WHAT YOU SHOULD DO - The data is to be repeated exactly, with the images removed.

* * *

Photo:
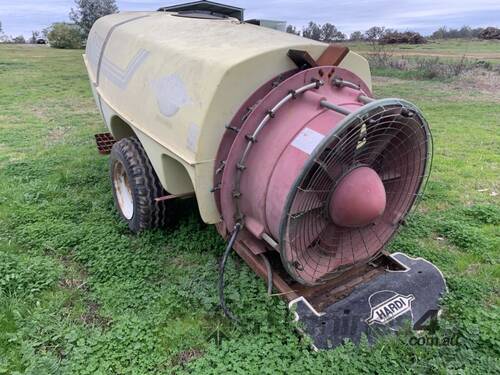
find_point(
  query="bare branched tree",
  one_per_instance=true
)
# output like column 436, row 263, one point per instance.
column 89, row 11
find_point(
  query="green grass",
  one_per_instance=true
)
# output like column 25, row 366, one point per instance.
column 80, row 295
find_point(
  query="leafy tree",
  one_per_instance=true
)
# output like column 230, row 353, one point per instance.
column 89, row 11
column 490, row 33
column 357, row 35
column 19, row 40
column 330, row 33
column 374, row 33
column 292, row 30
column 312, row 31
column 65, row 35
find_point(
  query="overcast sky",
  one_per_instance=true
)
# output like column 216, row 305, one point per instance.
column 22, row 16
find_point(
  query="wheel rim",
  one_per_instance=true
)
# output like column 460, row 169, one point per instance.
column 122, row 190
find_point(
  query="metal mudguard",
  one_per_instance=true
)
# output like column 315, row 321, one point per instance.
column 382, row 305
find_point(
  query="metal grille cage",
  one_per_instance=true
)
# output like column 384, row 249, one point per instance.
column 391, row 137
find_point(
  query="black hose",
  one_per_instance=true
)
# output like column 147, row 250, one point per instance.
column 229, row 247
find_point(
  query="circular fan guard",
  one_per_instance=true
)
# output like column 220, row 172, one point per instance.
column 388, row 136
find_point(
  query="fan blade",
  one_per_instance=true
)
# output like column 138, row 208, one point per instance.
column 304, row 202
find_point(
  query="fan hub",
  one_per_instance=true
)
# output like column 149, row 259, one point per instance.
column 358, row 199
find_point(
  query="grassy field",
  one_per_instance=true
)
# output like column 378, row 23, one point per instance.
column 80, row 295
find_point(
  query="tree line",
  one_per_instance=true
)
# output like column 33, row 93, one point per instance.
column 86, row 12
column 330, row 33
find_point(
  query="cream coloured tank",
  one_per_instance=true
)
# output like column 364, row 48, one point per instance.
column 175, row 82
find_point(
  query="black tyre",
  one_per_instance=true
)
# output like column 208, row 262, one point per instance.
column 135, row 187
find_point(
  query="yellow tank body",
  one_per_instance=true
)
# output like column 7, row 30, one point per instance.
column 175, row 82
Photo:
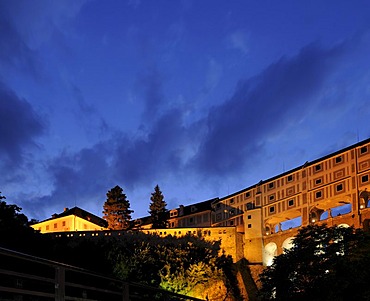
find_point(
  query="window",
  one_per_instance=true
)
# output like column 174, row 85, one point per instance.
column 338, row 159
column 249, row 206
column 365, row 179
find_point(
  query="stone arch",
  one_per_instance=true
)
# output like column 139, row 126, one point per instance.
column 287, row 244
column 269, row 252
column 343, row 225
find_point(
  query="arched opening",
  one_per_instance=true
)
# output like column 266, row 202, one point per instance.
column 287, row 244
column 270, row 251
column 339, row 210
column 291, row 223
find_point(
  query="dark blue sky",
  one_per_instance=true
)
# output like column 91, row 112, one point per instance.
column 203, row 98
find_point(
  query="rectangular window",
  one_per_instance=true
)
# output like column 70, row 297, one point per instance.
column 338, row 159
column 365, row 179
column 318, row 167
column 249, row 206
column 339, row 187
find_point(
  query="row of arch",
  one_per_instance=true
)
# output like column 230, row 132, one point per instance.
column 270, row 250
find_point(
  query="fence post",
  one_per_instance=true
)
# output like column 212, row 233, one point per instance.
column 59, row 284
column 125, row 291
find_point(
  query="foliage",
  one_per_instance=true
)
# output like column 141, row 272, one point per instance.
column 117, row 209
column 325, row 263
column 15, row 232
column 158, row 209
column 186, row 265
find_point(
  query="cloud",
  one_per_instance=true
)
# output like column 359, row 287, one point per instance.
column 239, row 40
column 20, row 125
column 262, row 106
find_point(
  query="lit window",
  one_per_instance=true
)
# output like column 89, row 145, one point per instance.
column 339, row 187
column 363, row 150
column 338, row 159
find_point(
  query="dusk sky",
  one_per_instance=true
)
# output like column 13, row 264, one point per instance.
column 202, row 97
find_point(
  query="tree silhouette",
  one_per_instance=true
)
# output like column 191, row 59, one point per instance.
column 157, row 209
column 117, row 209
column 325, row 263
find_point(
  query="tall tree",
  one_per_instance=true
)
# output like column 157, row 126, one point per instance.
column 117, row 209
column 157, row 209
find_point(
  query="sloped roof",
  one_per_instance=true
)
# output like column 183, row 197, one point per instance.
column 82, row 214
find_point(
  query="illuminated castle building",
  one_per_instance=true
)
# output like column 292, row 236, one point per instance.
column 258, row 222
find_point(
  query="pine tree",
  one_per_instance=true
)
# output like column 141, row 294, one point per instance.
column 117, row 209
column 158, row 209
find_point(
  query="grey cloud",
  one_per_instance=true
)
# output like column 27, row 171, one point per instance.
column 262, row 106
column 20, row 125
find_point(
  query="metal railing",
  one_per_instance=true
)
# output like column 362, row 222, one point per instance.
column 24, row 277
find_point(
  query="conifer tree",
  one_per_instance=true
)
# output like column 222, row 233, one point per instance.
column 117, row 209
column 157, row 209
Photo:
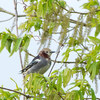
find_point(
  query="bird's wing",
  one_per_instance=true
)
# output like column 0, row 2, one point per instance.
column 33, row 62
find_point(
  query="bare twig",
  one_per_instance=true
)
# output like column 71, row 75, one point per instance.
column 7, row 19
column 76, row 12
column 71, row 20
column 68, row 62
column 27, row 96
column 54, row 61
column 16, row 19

* * *

SOLUTION FOR THIS TASK -
Photo:
find_point(
  query="bare branched tree",
  one_per_instance=true
)
# output like column 436, row 263, one point per instance.
column 89, row 11
find_point(
  query="green grass",
  one_per_instance=true
)
# output like column 25, row 366, one point per instance.
column 80, row 295
find_point(
  query="leafy tree",
  one_per_instance=true
)
# output like column 230, row 353, one point per instance.
column 89, row 11
column 490, row 33
column 357, row 35
column 19, row 40
column 330, row 33
column 374, row 33
column 292, row 30
column 312, row 31
column 65, row 35
find_point(
  query="overcast sky",
  one_per_instance=true
)
# output like column 216, row 305, one point per instance.
column 22, row 16
find_point(
  query="wheel rim",
  one_per_instance=true
)
# output like column 460, row 169, one point per instance.
column 122, row 190
find_point(
  query="metal mudguard",
  one_per_instance=true
)
# output like column 315, row 321, one point per instance.
column 382, row 305
find_point(
  query="metal grille cage",
  one_per_instance=true
)
# output like column 384, row 249, one point per instance.
column 391, row 137
find_point(
  query="black hose",
  one_per_instance=true
)
# output like column 147, row 250, one point per instance.
column 229, row 247
find_point(
  query="circular fan guard",
  one_per_instance=true
)
# output like column 220, row 172, one point per instance.
column 388, row 136
find_point(
  query="fan blade",
  one_per_instance=true
)
# output like column 138, row 208, one point per instance.
column 304, row 202
find_point(
  query="fan hub",
  one_per_instance=true
)
# output like column 149, row 259, one point per instance.
column 358, row 199
find_point(
  query="grassy field",
  one_per_instance=true
)
# output like column 378, row 23, one point per instance.
column 80, row 295
find_point(
  query="tree line",
  one_per_instance=true
)
# output like column 33, row 93, one point per instance.
column 86, row 12
column 330, row 33
find_point(
  query="cream coloured tank",
  one_per_instance=true
)
# output like column 364, row 48, one point per instance.
column 175, row 82
find_point(
  query="black tyre",
  one_per_instance=true
)
# output like column 208, row 262, one point per instance.
column 135, row 187
find_point(
  query="yellow tank body",
  one_per_instance=true
)
# output like column 7, row 30, one point per instance.
column 175, row 82
Photo:
find_point(
  query="window",
  one_per_instance=true
)
# output like column 174, row 85, one point per instance.
column 338, row 159
column 249, row 206
column 365, row 179
find_point(
  query="stone arch",
  one_per_instance=true
)
# output like column 139, row 126, one point per instance.
column 287, row 244
column 269, row 252
column 343, row 225
find_point(
  query="arched opening",
  one_per_instance=true
)
# output like column 266, row 202, one point per instance.
column 287, row 244
column 270, row 251
column 339, row 210
column 291, row 223
find_point(
  query="dark blue sky",
  one_per_instance=true
)
# output like column 91, row 112, one point per instance.
column 203, row 98
find_point(
  query="rectangular window",
  one_per_instance=true
)
# output like column 70, row 297, one point per instance.
column 338, row 159
column 365, row 179
column 318, row 167
column 249, row 206
column 339, row 187
find_point(
  query="row of arch",
  one_per_instance=true
)
# output like column 230, row 132, one point per instance.
column 270, row 250
find_point(
  query="fence post",
  one_per_instance=true
)
# output like column 212, row 233, one point per instance.
column 59, row 284
column 125, row 291
find_point(
  query="foliage",
  one_per_instance=true
)
# output like column 141, row 272, one point per instance.
column 117, row 209
column 325, row 263
column 15, row 232
column 158, row 209
column 186, row 265
find_point(
  query="cloud",
  one_per_instance=true
)
# output like column 359, row 287, one point per instance.
column 239, row 40
column 20, row 125
column 262, row 106
find_point(
  query="lit window",
  one_per_instance=true
)
# output like column 89, row 145, one point per instance.
column 339, row 187
column 363, row 150
column 338, row 159
find_point(
  query="dusk sky",
  one_per_instance=true
)
# output like column 13, row 264, one point per instance.
column 202, row 97
find_point(
  query="tree silhouette",
  one_per_instance=true
)
# output like column 191, row 59, one point per instance.
column 157, row 209
column 117, row 209
column 325, row 263
find_point(
  query="tall tree",
  one_per_instance=true
)
# output like column 157, row 126, one point per instance.
column 117, row 209
column 157, row 209
find_point(
  query="sloped roof",
  one_per_instance=true
)
# output like column 183, row 197, one point per instance.
column 82, row 214
find_point(
  query="illuminated castle building",
  one_per_instance=true
)
# output like column 292, row 236, one point per instance.
column 258, row 222
find_point(
  query="pine tree",
  one_per_instance=true
)
# output like column 141, row 294, one point per instance.
column 117, row 209
column 158, row 209
find_point(
  query="grey cloud",
  one_per_instance=true
)
# output like column 27, row 171, one point per instance.
column 262, row 106
column 20, row 125
find_point(
  query="metal railing",
  one_per_instance=true
)
# output like column 362, row 222, one point per instance.
column 24, row 277
find_point(
  query="conifer tree",
  one_per_instance=true
)
# output like column 222, row 233, one point per instance.
column 117, row 209
column 157, row 209
Photo:
find_point(
  query="bird's wing",
  one_per_instance=true
)
# output like column 0, row 2, one point per instance.
column 33, row 62
find_point(
  query="bare twig",
  one_per_instance=true
)
# output like column 71, row 75, one point per instance.
column 7, row 19
column 76, row 12
column 71, row 20
column 68, row 62
column 27, row 96
column 54, row 61
column 16, row 19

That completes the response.